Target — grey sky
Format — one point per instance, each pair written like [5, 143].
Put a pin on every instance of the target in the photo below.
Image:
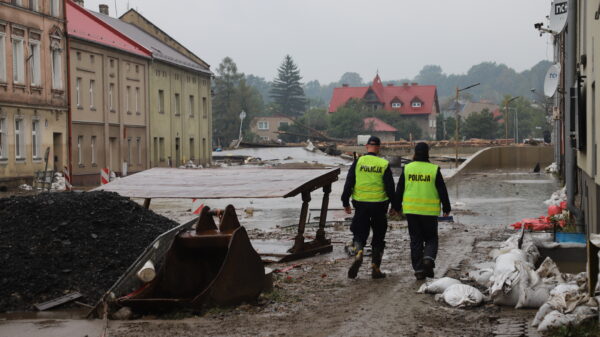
[329, 37]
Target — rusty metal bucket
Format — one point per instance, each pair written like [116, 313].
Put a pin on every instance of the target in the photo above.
[208, 264]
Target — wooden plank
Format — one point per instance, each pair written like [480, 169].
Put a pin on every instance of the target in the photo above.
[57, 301]
[219, 183]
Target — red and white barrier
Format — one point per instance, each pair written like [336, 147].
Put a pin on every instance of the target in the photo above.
[197, 206]
[67, 174]
[104, 176]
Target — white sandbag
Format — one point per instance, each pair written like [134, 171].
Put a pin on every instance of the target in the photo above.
[555, 319]
[462, 295]
[544, 310]
[482, 276]
[437, 286]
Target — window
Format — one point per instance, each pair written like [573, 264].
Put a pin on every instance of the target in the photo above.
[161, 101]
[3, 141]
[263, 125]
[161, 147]
[55, 7]
[56, 69]
[177, 105]
[129, 151]
[18, 61]
[79, 154]
[2, 53]
[92, 85]
[127, 95]
[78, 92]
[93, 148]
[111, 90]
[138, 141]
[137, 100]
[19, 139]
[35, 139]
[191, 107]
[36, 77]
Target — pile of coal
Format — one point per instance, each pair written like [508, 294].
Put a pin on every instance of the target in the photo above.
[52, 244]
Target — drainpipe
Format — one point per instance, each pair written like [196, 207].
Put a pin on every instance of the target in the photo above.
[68, 94]
[571, 108]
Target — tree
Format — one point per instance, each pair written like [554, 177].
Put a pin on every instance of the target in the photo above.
[287, 91]
[232, 95]
[480, 125]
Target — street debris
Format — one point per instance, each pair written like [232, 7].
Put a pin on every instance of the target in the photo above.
[57, 243]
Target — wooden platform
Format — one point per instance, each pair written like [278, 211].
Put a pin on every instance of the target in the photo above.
[220, 183]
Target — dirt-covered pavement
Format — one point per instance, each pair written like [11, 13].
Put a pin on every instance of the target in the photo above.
[317, 299]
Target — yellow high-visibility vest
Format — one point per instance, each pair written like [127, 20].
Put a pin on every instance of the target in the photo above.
[369, 184]
[420, 194]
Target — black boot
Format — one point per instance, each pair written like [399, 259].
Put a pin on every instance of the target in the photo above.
[428, 265]
[377, 256]
[358, 248]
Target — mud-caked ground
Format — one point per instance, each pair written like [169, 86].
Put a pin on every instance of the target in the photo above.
[315, 298]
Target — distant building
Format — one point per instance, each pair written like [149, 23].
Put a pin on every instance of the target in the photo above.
[180, 118]
[266, 127]
[109, 106]
[381, 129]
[33, 98]
[415, 102]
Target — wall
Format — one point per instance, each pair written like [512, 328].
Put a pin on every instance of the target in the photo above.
[115, 116]
[167, 125]
[30, 101]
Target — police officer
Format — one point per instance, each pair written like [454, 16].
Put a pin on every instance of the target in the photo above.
[420, 190]
[371, 185]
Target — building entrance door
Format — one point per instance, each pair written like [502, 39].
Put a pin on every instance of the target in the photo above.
[57, 151]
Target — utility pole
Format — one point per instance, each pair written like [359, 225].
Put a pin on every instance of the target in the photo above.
[457, 124]
[506, 116]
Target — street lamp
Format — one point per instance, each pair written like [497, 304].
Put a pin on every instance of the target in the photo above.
[506, 116]
[457, 122]
[242, 116]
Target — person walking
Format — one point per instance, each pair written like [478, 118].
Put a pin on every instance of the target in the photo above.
[371, 185]
[420, 191]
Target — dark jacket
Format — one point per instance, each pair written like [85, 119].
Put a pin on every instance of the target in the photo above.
[439, 185]
[388, 182]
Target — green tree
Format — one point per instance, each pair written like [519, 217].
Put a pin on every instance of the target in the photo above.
[480, 125]
[232, 95]
[287, 91]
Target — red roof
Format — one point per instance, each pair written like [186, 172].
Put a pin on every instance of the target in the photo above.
[405, 94]
[376, 124]
[84, 25]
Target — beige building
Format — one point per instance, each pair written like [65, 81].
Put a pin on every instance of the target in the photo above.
[266, 127]
[180, 118]
[33, 102]
[588, 113]
[109, 104]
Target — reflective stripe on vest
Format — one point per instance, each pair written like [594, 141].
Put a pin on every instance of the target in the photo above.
[369, 179]
[420, 194]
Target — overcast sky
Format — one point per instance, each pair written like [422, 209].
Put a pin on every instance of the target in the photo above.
[327, 38]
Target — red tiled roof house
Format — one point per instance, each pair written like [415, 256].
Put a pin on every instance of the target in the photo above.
[415, 102]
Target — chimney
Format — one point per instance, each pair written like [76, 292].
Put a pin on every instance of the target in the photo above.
[103, 9]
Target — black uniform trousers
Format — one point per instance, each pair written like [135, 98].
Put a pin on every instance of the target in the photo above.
[367, 216]
[423, 238]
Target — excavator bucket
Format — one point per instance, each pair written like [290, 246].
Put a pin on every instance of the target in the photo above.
[208, 264]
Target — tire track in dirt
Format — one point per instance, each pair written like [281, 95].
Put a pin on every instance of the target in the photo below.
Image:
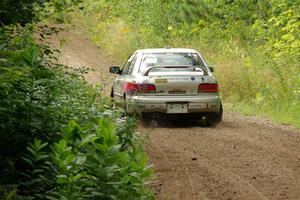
[244, 158]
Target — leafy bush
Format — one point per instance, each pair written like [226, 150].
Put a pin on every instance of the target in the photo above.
[89, 158]
[88, 162]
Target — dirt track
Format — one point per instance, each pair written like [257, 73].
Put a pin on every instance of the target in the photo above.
[243, 158]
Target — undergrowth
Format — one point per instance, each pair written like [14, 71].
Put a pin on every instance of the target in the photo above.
[59, 136]
[254, 45]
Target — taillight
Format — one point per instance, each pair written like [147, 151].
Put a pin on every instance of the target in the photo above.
[208, 88]
[139, 88]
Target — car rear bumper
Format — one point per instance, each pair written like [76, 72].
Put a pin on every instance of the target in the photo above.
[195, 104]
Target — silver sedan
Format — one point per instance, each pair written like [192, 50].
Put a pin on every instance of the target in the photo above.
[170, 81]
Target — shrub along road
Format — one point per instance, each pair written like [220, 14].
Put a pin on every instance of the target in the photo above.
[242, 158]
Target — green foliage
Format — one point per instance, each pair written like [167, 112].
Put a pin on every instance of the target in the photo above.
[88, 162]
[254, 45]
[27, 11]
[40, 156]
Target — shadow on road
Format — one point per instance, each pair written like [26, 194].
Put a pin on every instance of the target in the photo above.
[172, 122]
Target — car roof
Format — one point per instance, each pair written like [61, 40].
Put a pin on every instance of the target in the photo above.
[167, 50]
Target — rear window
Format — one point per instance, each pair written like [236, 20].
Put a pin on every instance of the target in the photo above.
[171, 59]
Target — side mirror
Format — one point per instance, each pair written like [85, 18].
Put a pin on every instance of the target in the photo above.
[115, 70]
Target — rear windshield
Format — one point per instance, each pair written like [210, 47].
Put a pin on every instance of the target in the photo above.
[171, 59]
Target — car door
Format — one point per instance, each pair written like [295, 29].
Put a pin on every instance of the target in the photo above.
[125, 72]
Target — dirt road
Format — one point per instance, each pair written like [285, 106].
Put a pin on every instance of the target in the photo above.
[242, 158]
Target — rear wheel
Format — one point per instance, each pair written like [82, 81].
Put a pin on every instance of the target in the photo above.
[212, 119]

■ ■ ■ ■ ■ ■ ■

Write out the data above exactly, minus any images.

Solved problem>
Target — grey sky
Format — one point per instance, each pair written like [5, 143].
Put a pin on every instance of the target in the photo below.
Image:
[329, 37]
Target — rusty metal bucket
Format — one point per instance, each pair written like [116, 313].
Put a pin on every instance of the target in the photo above.
[208, 264]
Target — wooden plank
Format — one point per instance, each pair written like [480, 169].
Put a pin on every instance of the target in the photo above.
[57, 301]
[219, 183]
Target — red and white barrier
Format — one point per instance, each pair written like [336, 147].
Put a pin on every instance of the target in the photo above.
[197, 206]
[67, 174]
[104, 176]
Target — white sandbag
Format — one point per instance, each pair written like [134, 171].
Put a pin on every instance of the target in the photo above.
[555, 319]
[462, 295]
[544, 310]
[482, 276]
[437, 286]
Target — window
Format — one point per instance, each pair written like [573, 264].
Put a pin on every instance of the target in the photo above.
[161, 101]
[3, 141]
[263, 125]
[161, 147]
[55, 7]
[56, 69]
[177, 105]
[129, 151]
[18, 61]
[79, 154]
[2, 53]
[92, 85]
[127, 95]
[78, 92]
[93, 148]
[111, 90]
[138, 141]
[137, 100]
[19, 139]
[35, 139]
[191, 107]
[36, 77]
Target — pile of coal
Format — one point per instance, each pair written like [508, 294].
Put a pin on every instance of the target in the photo above.
[52, 244]
Target — drainpipe
Format — one point per instance, each pair written like [196, 207].
Put a pin on every instance of the target in the photo above.
[68, 94]
[571, 108]
Target — tree
Format — one point per instance, each pair written like [554, 177].
Put a pin on every instance of the target in the photo above.
[287, 91]
[232, 95]
[480, 125]
Target — street debris
Format — one point per instance, each pair written like [232, 7].
Put a pin on every instance of the target in the photo above.
[57, 243]
Target — wooden platform
Format — one point per instance, each pair written like [278, 211].
Put a pin on every instance of the target in the photo above.
[220, 183]
Target — dirt-covered pavement
Format — one point per instance, each pair written like [11, 13].
Put a pin on every instance of the target in the photo above.
[317, 299]
Target — yellow high-visibility vest
Format — one point per instance, each pair written like [127, 20].
Put a pin on every instance of the target in the photo above.
[369, 184]
[420, 194]
Target — black boot
Format — one point per instance, each pair written like [399, 259].
Put a pin on every instance of the target in the photo above.
[428, 265]
[377, 256]
[358, 248]
Target — mud-caked ground
Format — one point per instance, each pair written like [169, 86].
Put a pin on every instance of the target in the photo above.
[315, 298]
Target — distant building
Format — one point per instance, each pair written like [149, 23].
Put a pin on every instance of the target in the photo above.
[180, 118]
[266, 127]
[109, 106]
[381, 129]
[33, 98]
[415, 102]
Target — wall
Format — one point per instance, each pair written like [512, 328].
Put a pin on every instance of the target in the photo above.
[115, 116]
[167, 125]
[30, 101]
Target — police officer
Format — one point per instance, each pair written like [454, 16].
Put a pin on every instance of the target in the photo above.
[420, 190]
[371, 185]
Target — building entrance door
Format — one point per instance, each pair written like [502, 39].
Put a pin on every instance of the target in the photo above.
[57, 151]
Target — utility pole
Format — one point per instance, each pair written like [359, 225].
Put a pin on every instance of the target in the photo above.
[457, 124]
[506, 116]
Target — street lamp
Format — one point per instance, each pair written like [497, 304].
Put a pin on every instance of the target in the photo above.
[506, 116]
[457, 122]
[242, 116]
Target — person walking
Format — one point per instance, each pair written like [478, 118].
Put a pin on every instance of the target in the photo above.
[371, 185]
[420, 191]
Target — dark jacket
Format — one point per instance, each pair written like [85, 119].
Put a pin on every instance of the target in the photo above.
[439, 185]
[388, 182]
Target — green tree
Format — one point per instance, each pair written like [519, 217].
Put a pin on every instance of the target in the photo above.
[480, 125]
[232, 95]
[287, 91]
Target — red roof
Format — one point per instance, each pair written like [186, 172].
Put a pin on every instance of the target in the photo above.
[405, 94]
[376, 124]
[84, 25]
Target — beige building
Format — one point per instance, each pair written like [65, 81].
Put a pin on every instance of the target in the photo above.
[266, 127]
[180, 118]
[33, 102]
[588, 113]
[109, 104]
Target — reflective stripe on vest
Format — one point per instance, each pair written like [594, 141].
Put a pin on every instance of the target in the photo above.
[369, 179]
[420, 194]
Target — overcast sky
Format — one point per instance, each pair written like [422, 209].
Put a pin on every instance of the target in the photo above.
[327, 38]
Target — red tiled roof house
Format — one point per instance, each pair written like [415, 256].
Put a pin on every instance of the target in the photo above.
[415, 102]
Target — chimney
Format — one point per instance, each pair written like [76, 292].
Put a pin on every instance of the target in the photo above.
[103, 9]
Target — black uniform trousers
Format — one point per instance, each pair written like [135, 98].
Put a pin on every instance of the target in the photo above.
[367, 216]
[423, 238]
Target — excavator bucket
Format — one point per instance, each pair written like [290, 246].
Put a pin on every instance of the target in the photo above.
[208, 264]
Target — tire track in dirt
Format — one point per instance, each pair written like [281, 95].
Put a pin on every instance of the target in the photo below.
Image:
[244, 158]
Target — leafy bush
Format — one point per instance, each pair written like [226, 150].
Put a pin on every instance of the target in the photo above.
[89, 158]
[88, 162]
Target — dirt track
Format — one point per instance, each pair written like [257, 73].
Put a pin on every instance of the target in the photo above.
[243, 158]
Target — undergrowth
Format — one point per instance, each pair written like [14, 71].
Put a pin on every instance of the target in the photo above.
[59, 136]
[254, 45]
Target — taillight
Format — one point per instance, each pair written like [147, 151].
Put a pin on every instance of the target in the photo above.
[208, 88]
[139, 88]
Target — car rear bumper
Format — one point per instance, each pair written like [76, 72].
Put a pin on every instance of the target in the photo above.
[195, 104]
Target — silver sedan
Format — one point per instance, each pair written like [192, 50].
Put a pin on every instance of the target in the photo above.
[170, 81]
Target — shrub along road
Format — one point per instance, each pair written like [220, 14].
Put a pin on every instance of the target in the photo above.
[242, 158]
Target — green foliage
Format — one point per instance, each pair written like [167, 112].
Put a pin on every instance of the target in the photo above.
[88, 162]
[254, 45]
[27, 11]
[40, 156]
Target — shadow on road
Format — one point per instance, each pair written like [26, 194].
Put a pin on every instance of the target in the photo above.
[172, 122]
Target — car roof
Format — one point per instance, each pair written like [61, 40].
Put a pin on every instance of the target in the photo above.
[167, 50]
Target — rear window
Format — one point per instance, each pair written like [236, 20].
Put a pin on every instance of the target in the photo above.
[171, 59]
Target — side mirror
Format — one point per instance, each pair written like [85, 18].
Put a pin on every instance of the target in the photo above.
[115, 70]
Target — rear windshield
Format — one point per instance, each pair written like [210, 47].
Put a pin on every instance of the target in the photo above.
[171, 59]
Target — car door
Format — one point per instance, each pair written like [295, 29].
Put a pin on every instance of the target in the photo above.
[125, 72]
Target — dirt road
Format — one point per instance, each pair written like [285, 106].
Put a pin on every instance of the target in the photo above.
[242, 158]
Target — rear wheel
Format — one point per instance, each pair written like [82, 81].
Put a pin on every instance of the target in the photo above.
[212, 119]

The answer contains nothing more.